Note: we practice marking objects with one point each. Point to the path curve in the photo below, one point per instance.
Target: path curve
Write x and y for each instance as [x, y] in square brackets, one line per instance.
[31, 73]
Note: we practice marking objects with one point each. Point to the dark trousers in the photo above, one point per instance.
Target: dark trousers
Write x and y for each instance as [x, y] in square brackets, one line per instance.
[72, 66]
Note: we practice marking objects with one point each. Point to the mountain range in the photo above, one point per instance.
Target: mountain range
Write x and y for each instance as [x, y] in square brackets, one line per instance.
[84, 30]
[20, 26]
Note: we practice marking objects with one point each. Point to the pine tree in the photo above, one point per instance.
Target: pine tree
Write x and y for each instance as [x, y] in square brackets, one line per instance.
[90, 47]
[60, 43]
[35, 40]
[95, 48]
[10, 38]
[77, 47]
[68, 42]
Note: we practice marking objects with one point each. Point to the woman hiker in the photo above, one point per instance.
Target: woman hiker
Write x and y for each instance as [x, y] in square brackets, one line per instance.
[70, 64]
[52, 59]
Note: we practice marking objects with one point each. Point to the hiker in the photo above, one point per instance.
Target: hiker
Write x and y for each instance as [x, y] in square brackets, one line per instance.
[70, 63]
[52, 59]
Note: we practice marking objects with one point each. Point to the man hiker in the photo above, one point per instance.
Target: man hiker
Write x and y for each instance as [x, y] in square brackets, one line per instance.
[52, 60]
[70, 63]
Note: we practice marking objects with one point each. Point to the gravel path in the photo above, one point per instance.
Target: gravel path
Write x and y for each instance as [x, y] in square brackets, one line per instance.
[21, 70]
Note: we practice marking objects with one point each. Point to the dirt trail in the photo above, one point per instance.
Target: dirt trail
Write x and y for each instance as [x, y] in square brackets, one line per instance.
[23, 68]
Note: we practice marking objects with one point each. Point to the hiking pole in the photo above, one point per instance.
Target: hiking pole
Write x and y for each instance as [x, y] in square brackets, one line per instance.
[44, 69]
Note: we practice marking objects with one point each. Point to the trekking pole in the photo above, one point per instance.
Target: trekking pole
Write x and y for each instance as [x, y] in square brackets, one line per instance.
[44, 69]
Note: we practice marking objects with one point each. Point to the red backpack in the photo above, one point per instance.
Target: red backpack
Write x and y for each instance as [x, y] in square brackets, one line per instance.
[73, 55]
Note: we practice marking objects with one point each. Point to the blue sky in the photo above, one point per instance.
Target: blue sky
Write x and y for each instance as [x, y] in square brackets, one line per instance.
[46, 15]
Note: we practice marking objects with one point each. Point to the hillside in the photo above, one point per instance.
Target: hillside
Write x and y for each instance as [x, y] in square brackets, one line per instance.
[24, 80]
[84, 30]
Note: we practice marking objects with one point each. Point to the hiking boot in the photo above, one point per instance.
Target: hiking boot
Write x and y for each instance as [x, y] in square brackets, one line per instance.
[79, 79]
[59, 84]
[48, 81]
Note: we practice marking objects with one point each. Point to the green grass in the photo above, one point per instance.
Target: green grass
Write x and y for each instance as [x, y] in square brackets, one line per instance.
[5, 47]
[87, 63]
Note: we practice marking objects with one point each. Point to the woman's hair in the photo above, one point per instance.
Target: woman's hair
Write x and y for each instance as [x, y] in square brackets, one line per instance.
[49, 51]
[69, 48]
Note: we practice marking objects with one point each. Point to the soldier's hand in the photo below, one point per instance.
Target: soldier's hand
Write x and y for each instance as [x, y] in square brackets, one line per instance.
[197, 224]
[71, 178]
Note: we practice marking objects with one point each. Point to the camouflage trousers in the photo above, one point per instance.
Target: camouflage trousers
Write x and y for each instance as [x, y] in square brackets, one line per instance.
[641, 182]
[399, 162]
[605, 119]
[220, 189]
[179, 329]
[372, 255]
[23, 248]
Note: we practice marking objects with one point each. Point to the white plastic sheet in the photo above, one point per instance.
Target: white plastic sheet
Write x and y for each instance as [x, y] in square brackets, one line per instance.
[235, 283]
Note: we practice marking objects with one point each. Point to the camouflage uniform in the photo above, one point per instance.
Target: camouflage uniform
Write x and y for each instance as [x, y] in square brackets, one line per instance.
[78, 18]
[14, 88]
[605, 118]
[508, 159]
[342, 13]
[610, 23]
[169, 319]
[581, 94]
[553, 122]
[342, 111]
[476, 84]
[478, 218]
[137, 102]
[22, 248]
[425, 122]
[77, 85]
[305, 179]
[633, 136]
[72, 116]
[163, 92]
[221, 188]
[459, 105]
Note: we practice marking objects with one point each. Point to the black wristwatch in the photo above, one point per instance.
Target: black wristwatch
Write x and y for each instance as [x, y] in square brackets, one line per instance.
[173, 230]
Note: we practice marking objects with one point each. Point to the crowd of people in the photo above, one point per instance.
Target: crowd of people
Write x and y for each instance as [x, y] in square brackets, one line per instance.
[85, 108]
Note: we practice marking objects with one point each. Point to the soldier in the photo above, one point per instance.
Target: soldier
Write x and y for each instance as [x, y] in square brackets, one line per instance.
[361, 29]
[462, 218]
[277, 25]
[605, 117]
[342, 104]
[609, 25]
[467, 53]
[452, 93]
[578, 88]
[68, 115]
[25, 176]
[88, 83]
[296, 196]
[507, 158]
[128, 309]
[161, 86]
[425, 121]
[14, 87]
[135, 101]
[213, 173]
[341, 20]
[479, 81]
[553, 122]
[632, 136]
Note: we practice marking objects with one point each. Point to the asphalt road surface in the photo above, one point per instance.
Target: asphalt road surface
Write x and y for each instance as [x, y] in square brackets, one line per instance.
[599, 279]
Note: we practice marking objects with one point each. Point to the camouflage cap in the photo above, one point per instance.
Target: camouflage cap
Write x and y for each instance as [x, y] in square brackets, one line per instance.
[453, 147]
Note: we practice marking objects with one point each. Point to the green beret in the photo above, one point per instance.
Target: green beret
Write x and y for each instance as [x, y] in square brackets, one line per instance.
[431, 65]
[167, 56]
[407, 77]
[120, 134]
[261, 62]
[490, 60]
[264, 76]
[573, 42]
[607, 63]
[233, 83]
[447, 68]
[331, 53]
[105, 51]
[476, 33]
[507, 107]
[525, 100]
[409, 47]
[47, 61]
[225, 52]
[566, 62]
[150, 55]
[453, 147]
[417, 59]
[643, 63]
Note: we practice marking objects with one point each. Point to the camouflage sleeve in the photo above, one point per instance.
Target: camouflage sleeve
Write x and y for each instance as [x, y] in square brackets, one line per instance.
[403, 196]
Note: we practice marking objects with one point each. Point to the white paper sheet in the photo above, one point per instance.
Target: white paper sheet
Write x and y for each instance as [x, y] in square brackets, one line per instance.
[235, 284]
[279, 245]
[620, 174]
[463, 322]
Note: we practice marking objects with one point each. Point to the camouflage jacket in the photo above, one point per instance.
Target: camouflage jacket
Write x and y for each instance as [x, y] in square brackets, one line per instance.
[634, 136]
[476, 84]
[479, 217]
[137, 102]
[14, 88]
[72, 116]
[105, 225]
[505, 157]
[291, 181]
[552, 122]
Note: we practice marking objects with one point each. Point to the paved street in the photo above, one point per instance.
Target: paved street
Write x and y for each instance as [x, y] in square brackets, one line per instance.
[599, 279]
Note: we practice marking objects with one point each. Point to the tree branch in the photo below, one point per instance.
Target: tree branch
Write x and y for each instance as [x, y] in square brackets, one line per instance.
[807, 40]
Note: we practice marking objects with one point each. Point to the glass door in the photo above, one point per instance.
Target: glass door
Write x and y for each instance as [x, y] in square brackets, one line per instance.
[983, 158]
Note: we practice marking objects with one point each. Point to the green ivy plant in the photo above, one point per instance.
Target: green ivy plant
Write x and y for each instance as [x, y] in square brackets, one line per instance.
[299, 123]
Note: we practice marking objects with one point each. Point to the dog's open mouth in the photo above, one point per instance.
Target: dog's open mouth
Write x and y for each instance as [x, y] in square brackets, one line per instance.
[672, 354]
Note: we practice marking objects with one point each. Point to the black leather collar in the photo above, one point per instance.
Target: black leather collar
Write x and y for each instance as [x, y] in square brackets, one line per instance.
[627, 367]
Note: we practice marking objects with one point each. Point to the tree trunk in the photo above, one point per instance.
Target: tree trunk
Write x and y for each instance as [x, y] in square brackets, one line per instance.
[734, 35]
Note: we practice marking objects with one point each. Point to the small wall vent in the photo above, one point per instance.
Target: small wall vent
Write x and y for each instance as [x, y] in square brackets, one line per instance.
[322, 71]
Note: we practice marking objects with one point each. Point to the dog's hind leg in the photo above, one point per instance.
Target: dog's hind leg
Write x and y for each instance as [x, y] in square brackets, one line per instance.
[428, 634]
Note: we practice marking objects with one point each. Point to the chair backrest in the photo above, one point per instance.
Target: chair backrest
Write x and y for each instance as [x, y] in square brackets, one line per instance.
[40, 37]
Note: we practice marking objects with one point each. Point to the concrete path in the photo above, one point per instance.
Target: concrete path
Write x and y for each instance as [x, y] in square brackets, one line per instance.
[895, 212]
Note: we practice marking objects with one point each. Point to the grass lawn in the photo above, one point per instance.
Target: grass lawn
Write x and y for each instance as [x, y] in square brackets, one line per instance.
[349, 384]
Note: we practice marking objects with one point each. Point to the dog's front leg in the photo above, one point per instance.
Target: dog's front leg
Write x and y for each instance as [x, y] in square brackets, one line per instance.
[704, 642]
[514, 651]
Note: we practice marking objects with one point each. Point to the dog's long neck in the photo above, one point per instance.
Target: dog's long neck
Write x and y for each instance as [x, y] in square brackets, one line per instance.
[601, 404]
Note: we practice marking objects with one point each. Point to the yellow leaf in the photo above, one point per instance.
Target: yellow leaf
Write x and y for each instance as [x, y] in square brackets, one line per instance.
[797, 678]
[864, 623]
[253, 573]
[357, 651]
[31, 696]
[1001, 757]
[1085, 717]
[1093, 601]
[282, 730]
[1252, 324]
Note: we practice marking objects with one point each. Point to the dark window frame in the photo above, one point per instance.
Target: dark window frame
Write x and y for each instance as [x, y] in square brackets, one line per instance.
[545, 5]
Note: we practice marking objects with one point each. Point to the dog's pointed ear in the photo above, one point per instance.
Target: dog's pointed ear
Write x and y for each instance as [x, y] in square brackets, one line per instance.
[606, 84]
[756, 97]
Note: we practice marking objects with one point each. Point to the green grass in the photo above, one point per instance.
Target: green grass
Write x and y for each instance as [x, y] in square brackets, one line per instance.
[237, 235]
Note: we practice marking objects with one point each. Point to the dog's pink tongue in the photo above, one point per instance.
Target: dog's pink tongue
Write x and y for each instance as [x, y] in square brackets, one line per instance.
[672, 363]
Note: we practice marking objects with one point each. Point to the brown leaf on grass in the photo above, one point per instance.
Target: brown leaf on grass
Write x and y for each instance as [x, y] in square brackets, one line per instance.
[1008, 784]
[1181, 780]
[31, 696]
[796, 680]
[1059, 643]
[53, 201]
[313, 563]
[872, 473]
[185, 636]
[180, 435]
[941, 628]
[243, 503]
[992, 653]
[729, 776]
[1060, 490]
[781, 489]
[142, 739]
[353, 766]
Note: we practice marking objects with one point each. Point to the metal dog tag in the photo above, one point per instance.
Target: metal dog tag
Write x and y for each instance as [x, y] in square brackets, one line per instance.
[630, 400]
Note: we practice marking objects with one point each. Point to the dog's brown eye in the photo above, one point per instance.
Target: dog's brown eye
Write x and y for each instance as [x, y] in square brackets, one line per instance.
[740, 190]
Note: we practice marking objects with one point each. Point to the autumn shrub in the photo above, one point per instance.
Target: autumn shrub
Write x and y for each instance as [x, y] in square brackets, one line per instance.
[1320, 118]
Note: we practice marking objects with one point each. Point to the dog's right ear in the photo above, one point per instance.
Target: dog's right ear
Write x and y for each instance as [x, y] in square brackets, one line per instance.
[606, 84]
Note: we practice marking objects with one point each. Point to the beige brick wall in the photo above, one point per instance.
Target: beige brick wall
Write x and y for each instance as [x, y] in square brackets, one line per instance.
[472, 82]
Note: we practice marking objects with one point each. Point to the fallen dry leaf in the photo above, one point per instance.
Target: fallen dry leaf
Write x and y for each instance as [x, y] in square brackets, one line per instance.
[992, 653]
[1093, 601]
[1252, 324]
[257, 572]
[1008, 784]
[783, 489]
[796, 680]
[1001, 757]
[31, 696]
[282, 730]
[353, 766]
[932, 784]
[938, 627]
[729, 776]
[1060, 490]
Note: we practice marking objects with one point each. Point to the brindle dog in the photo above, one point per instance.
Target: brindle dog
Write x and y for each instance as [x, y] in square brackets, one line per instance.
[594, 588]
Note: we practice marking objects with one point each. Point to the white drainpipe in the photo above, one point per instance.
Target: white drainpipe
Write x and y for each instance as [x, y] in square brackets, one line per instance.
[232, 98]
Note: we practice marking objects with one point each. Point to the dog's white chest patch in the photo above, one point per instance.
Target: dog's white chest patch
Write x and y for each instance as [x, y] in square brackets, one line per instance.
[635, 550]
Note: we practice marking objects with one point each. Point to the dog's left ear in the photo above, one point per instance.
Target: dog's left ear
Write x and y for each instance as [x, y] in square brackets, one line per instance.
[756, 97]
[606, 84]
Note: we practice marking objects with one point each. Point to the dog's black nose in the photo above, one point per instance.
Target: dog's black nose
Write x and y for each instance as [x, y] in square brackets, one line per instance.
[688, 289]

==*==

◆ BRIEF:
From the line containing "the white drainpipe" to the last line of the material, please quote every line exactly and only those.

◆ IN RESPONSE:
Note: we practice marking objects with one point each. Point to the white drainpipe in the photo above, one point per instance.
Target: white drainpipe
Write x and y for each instance as [x, y] in square brackets, one line per instance.
[232, 98]
Note: we practice marking objects with one point each. Point to the dog's white chest patch in the photo above, one point per instance.
Target: dog's white chest patch
Write x and y for each instance as [x, y] in square brackets, one line per instance.
[635, 550]
Note: we practice marking objects with one point each. Point to the dog's left ear in the photo above, one point per instance.
Target: dog's left ear
Write x and y for each instance as [x, y] in square brackets, one line per instance.
[756, 97]
[606, 84]
Note: we practice marking objects with one point each. Point to the dog's black nose in the photo above, one point per instance.
Target: dog's black nose
Write x and y for each instance as [x, y] in square brackets, one line per instance.
[688, 289]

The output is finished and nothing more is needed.